WORK TO COMPLETE
Using the text on unconventional superconductors, decide whether each statement agrees with it, and answer yes or no with the exact words from the text that settle it: (a) The first heavy fermion superconductor was discovered in 1980. (b) Organic superconductors show much stronger superconductivity within their conducting planes than perpendicular to them. (c) In heavy fermion superconductors, the effective mass of the conduction electrons can reach up to 1000 times the free electron mass.

Top of SOURCE TEXT

Unconventional Superconductors: An In-depth Study

Electrical conductivity with exactly zero resistance.

Unconventional superconductors are a fascinating and complex class of materials that do not conform to the traditional Bardeen–Cooper–Schrieffer (BCS) theory of superconductivity. Unlike conventional superconductors, these materials exhibit superconductivity due to electronic correlations other than electron-phonon interactions. This unit will delve into the characteristics, discovery, structure, properties, and theories of unconventional superconductors, with a particular focus on heavy fermion and organic superconductors.

Definition and Characteristics of Unconventional Superconductors

Unconventional superconductors are materials that become superconducting at low temperatures, but their superconductivity cannot be explained by the BCS theory. They often exhibit a variety of unusual properties, such as anisotropic superconducting gaps, non-s-wave pairing, and strong correlations between electrons.

Heavy Fermion Superconductors

Heavy fermion superconductors are a type of unconventional superconductor that contain elements with f-electrons, such as uranium or cerium. These materials are named "heavy fermion" because the effective mass of the conduction electrons is up to 1000 times larger than the free electron mass due to strong electron-electron interactions.

The discovery of superconductivity in these materials was a significant milestone. The first heavy fermion superconductor, CeCu2Si2, was discovered in 1979. Since then, many other heavy fermion superconductors have been found, including UPt3, UBe13, and CeCoIn5.

The structure of heavy fermion superconductors is typically metallic, with a lattice of heavy atoms that interact strongly with the conduction electrons. The properties of these materials, such as their critical temperature and critical magnetic field, are strongly dependent on the details of these interactions.

Organic Superconductors

Organic superconductors are another type of unconventional superconductor. They are composed of organic molecules, typically based on carbon, hydrogen, and other non-metallic elements. The first organic superconductor, (TMTSF)2PF6, was discovered in 1980.

Organic superconductors have a layered structure, with conducting planes of organic molecules separated by layers of insulating material. This structure leads to highly anisotropic properties, with much stronger superconductivity in the planes than perpendicular to them.

Bottom of SOURCE TEXT
Top of RECORD SET

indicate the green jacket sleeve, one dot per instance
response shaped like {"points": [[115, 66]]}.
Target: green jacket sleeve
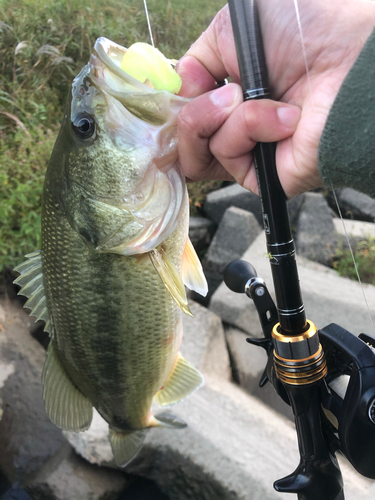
{"points": [[346, 155]]}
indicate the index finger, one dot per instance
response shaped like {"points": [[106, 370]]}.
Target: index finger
{"points": [[211, 58]]}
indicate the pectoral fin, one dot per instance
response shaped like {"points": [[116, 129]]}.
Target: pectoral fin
{"points": [[65, 405], [125, 446], [183, 380], [169, 421], [192, 272], [171, 278], [31, 281]]}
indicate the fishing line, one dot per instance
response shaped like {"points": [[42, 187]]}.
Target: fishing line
{"points": [[353, 258], [296, 8], [149, 24], [333, 191]]}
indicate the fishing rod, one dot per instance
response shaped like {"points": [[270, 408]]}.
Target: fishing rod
{"points": [[327, 376]]}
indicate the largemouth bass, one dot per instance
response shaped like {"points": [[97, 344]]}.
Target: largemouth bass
{"points": [[109, 278]]}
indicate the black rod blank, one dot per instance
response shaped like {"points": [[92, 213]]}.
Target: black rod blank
{"points": [[280, 244]]}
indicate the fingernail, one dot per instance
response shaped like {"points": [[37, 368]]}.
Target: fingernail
{"points": [[289, 116], [224, 96]]}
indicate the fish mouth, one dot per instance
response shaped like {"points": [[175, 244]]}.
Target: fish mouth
{"points": [[153, 106], [140, 121]]}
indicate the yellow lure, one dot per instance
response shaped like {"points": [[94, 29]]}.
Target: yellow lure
{"points": [[144, 62]]}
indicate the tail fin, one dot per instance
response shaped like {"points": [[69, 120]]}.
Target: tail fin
{"points": [[125, 446]]}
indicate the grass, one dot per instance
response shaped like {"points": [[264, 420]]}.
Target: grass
{"points": [[364, 255], [43, 45]]}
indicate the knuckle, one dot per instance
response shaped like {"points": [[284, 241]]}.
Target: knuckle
{"points": [[186, 120]]}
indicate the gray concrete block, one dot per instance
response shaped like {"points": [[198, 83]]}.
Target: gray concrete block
{"points": [[201, 231], [354, 228], [232, 196], [316, 238], [327, 296], [237, 230], [28, 439], [236, 196], [356, 205], [248, 364], [234, 448]]}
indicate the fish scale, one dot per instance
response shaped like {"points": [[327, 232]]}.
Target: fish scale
{"points": [[109, 279]]}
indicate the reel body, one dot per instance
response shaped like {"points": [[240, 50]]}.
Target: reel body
{"points": [[328, 377]]}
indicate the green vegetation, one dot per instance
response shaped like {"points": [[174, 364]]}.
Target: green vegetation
{"points": [[43, 45], [364, 255]]}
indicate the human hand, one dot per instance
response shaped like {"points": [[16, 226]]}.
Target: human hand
{"points": [[217, 131]]}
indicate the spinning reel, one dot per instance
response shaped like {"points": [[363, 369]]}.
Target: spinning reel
{"points": [[332, 394], [327, 376]]}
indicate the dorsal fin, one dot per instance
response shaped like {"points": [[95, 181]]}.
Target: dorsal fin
{"points": [[31, 281]]}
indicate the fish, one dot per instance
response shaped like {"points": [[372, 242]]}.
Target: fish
{"points": [[109, 280]]}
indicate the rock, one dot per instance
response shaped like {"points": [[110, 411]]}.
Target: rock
{"points": [[28, 439], [232, 196], [248, 364], [356, 205], [73, 478], [327, 296], [233, 449], [355, 228], [201, 231], [33, 451], [237, 230], [316, 238], [204, 343]]}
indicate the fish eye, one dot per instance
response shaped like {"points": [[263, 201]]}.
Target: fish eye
{"points": [[83, 126]]}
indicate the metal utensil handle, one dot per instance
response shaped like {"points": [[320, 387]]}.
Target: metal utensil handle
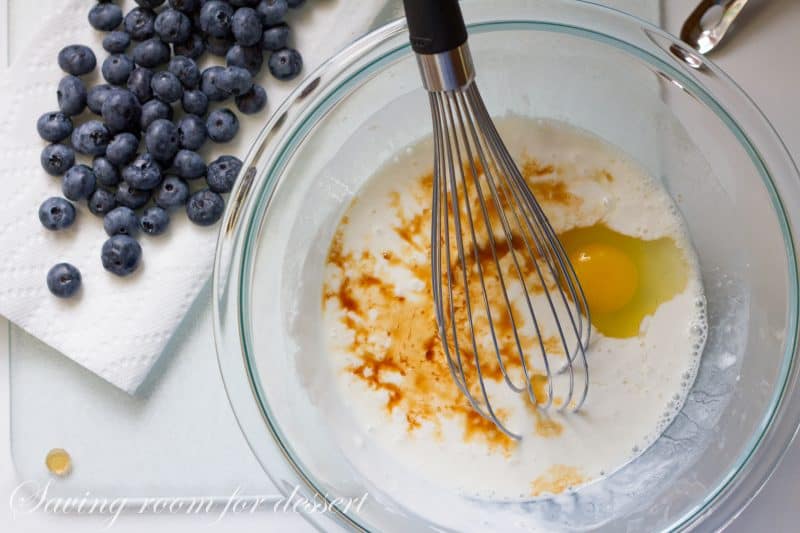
{"points": [[439, 37], [704, 35]]}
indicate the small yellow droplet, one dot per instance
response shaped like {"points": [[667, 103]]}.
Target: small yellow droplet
{"points": [[58, 462]]}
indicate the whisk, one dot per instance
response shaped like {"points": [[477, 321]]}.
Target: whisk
{"points": [[496, 262]]}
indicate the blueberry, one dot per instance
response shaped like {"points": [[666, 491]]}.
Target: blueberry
{"points": [[151, 53], [150, 4], [139, 84], [173, 192], [186, 71], [130, 196], [286, 63], [246, 26], [56, 213], [102, 201], [173, 26], [144, 173], [57, 159], [272, 11], [247, 57], [96, 96], [91, 138], [63, 280], [219, 46], [71, 95], [252, 101], [205, 207], [275, 38], [77, 59], [222, 125], [121, 221], [222, 172], [166, 87], [193, 48], [191, 132], [209, 84], [105, 172], [234, 81], [116, 42], [121, 111], [154, 110], [140, 23], [121, 255], [54, 126], [117, 68], [215, 18], [122, 149], [79, 182], [154, 220], [162, 140], [189, 165], [186, 6], [105, 16], [195, 102]]}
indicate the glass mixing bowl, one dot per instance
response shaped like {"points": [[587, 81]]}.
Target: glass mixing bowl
{"points": [[597, 69]]}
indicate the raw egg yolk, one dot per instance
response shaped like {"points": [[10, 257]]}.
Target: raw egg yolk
{"points": [[608, 276], [624, 278]]}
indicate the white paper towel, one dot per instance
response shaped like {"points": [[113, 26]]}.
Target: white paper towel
{"points": [[116, 327]]}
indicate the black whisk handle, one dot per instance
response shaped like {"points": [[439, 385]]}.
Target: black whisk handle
{"points": [[435, 26]]}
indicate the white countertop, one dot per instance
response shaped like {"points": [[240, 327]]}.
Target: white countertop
{"points": [[761, 57]]}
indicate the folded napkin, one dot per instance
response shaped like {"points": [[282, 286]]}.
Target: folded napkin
{"points": [[115, 327]]}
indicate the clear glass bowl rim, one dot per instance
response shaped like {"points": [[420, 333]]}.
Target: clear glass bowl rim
{"points": [[287, 127]]}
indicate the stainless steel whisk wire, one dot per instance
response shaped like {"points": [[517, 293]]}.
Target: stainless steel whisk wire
{"points": [[465, 132]]}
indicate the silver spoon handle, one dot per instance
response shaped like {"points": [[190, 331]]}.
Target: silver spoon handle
{"points": [[709, 22]]}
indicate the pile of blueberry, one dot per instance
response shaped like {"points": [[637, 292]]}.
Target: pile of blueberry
{"points": [[151, 69]]}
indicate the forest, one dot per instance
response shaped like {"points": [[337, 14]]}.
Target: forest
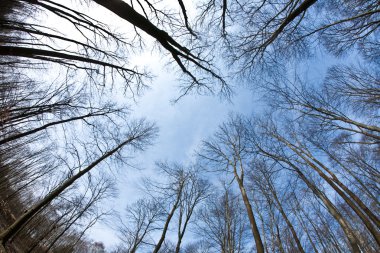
{"points": [[298, 171]]}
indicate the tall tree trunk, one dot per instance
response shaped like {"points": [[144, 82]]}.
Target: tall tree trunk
{"points": [[254, 228], [17, 225]]}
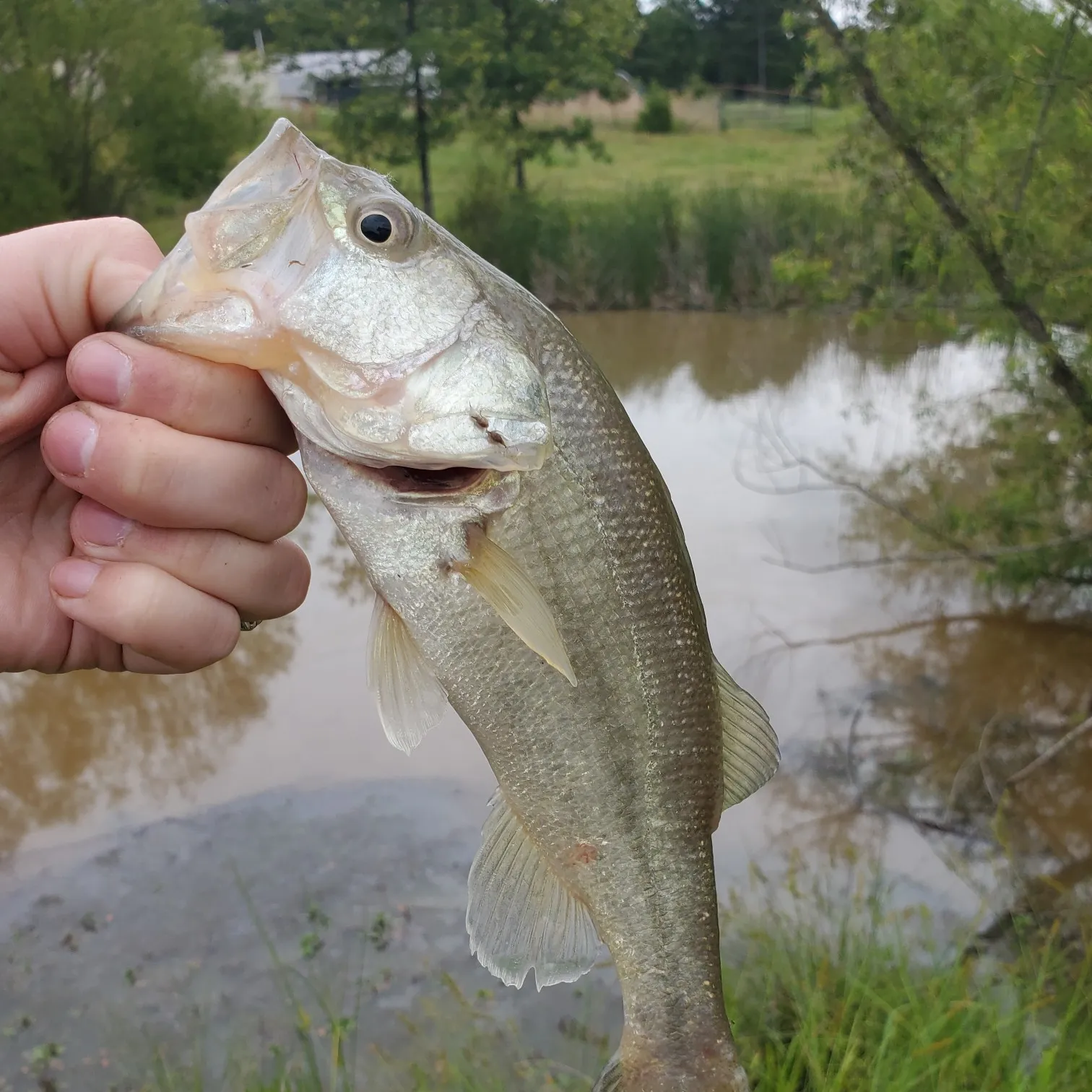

Bottom of RECORD SET

OUTPUT
(a) No: "The first heavy fermion superconductor, CeCu2Si2, was discovered in 1979."
(b) Yes: "with much stronger superconductivity in the planes than perpendicular to them."
(c) Yes: "the effective mass of the conduction electrons is up to 1000 times larger than the free electron mass"